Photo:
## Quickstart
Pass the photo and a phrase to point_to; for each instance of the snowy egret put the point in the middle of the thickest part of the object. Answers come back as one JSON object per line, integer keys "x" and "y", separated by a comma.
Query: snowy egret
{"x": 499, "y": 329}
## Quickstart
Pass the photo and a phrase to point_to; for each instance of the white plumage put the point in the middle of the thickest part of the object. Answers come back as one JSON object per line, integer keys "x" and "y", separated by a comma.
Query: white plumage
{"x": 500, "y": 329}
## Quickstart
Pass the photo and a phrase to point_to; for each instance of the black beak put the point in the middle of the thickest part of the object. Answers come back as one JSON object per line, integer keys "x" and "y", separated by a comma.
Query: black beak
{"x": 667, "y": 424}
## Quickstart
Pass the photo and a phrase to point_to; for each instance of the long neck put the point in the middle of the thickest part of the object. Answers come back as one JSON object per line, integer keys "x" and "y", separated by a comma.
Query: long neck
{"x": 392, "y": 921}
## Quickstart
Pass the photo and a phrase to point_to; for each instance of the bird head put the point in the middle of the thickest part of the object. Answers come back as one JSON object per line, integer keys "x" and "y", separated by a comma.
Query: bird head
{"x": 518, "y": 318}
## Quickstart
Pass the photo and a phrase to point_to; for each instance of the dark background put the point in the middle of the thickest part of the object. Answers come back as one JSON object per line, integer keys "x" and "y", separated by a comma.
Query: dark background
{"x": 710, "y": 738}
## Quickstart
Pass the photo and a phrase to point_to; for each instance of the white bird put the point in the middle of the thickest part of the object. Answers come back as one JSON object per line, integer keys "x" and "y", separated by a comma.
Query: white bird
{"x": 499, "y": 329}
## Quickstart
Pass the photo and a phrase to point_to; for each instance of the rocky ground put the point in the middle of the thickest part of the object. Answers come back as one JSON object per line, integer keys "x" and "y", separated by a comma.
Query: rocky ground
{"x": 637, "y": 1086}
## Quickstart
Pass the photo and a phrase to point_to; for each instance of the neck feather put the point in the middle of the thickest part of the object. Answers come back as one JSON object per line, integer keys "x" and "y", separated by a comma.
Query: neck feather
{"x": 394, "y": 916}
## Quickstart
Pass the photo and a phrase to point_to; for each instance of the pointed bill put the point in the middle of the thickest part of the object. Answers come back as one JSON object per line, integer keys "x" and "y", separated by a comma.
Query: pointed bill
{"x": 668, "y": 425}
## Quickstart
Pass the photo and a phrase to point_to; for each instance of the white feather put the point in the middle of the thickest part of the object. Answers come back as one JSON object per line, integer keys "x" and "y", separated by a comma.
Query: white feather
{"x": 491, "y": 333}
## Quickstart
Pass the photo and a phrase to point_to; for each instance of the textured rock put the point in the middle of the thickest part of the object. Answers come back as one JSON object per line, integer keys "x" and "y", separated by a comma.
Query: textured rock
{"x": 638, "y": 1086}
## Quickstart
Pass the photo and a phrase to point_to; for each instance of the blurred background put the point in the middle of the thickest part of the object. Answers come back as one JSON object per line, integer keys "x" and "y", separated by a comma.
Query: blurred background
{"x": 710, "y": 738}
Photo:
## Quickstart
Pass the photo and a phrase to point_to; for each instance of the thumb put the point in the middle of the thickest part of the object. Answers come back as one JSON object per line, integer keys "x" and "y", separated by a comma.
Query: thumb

————

◆ Do this
Copy out every entry again, exactly as it was given.

◆ Solution to this problem
Photo:
## Quickstart
Pass the photo and a phrase to point_to; for each instance of the snowy egret put the point in the middle of the thickest part of the object. Answers come back as one JSON object per line, integer keys "x" and "y", separated by a comma.
Query: snowy egret
{"x": 499, "y": 329}
## Quickstart
Pass the photo and a phrase to point_to; for each instance of the white plumage put the point in the middle of the thickest part of the object. Answers come back as one JSON object per line, integer keys "x" and "y", separated by a comma.
Query: white plumage
{"x": 500, "y": 329}
## Quickstart
Pass the photo and a phrase to point_to; for each instance of the black beak put the point in the middle of the thickest part of the object. Answers come back as one JSON object per line, integer keys "x" and "y", separated by a comma.
Query: black beak
{"x": 667, "y": 424}
## Quickstart
Pass the photo and a phrase to point_to; for each instance of the long neck put the point in the middle of the thickest part of the object. Answers come back as one JSON object per line, integer keys "x" and "y", separated by a comma.
Query: long neck
{"x": 392, "y": 921}
## Quickstart
Pass the photo and a phrase to point_to; for each instance of the bird head put the point in the middle of the thickest part of the object. Answers come back as one JSON object per line, integer keys "x" and "y", separated by a comma.
Query: bird head
{"x": 518, "y": 318}
## Quickstart
Pass the photo and a phrase to point_to; for each instance of the dark background put the point in the middle of the thickest part of the object. Answers come back as one JSON object per line, integer keys "x" and "y", separated by a comma.
Query: dark background
{"x": 710, "y": 738}
## Quickstart
Pass the photo and a phrase to point_to; for each instance of the white bird put the point in the middle of the thickest part of the object. Answers come back as one JSON object per line, integer keys "x" and "y", separated by a comma.
Query: white bird
{"x": 499, "y": 329}
## Quickstart
Pass the photo and a phrase to point_to; for each instance of the rocky ground put the point in the middle of the thickest part of the object. Answers come back as one JSON object per line, integer keys "x" and "y", separated by a comma.
Query: rocky ground
{"x": 637, "y": 1086}
## Quickstart
Pass the photo and a phrase to point_to; for each instance of the neck feather put the point in the middle of the thickest part of the object. Answers come back as one JSON object per line, integer keys "x" and "y", separated by a comma.
Query: neck feather
{"x": 394, "y": 916}
## Quickstart
Pass the photo and a phrase to point_to; for each instance of the pointed bill put the point in the middle of the thickest part of the object. Answers come back as one JSON object per line, integer keys "x" and "y", separated by a comma.
Query: pointed bill
{"x": 668, "y": 425}
## Quickstart
Pass the photo and a phrase to point_to; for each instance of the white feather put the point in the middle of the thickest part of the object. Answers come back as one JSON object per line, integer keys "x" and "y", separated by a comma.
Query: white feather
{"x": 491, "y": 333}
## Quickstart
Pass the photo and a phrase to point_to; for each instance of the textured rock put the point in the middle of the thickest part of the object. Answers come back as one JSON object per line, integer keys "x" and "y", separated by a comma.
Query: textured rock
{"x": 638, "y": 1086}
## Quickstart
Pass the photo and a phrase to point_to; for each instance of the blurred background put the point in the middle of the thickest part of the object. Answers come back as one JSON object per line, integer keys "x" and "y", separated by a comma.
Query: blurred background
{"x": 710, "y": 738}
Photo:
## Quickstart
Pass the photo and a phrase to point_to; for each instance of the thumb put the point in the middle of the thickest part of the object. Answers come back as one JSON object per line, integer keys "x" and "y", separated by a comma.
Query: thumb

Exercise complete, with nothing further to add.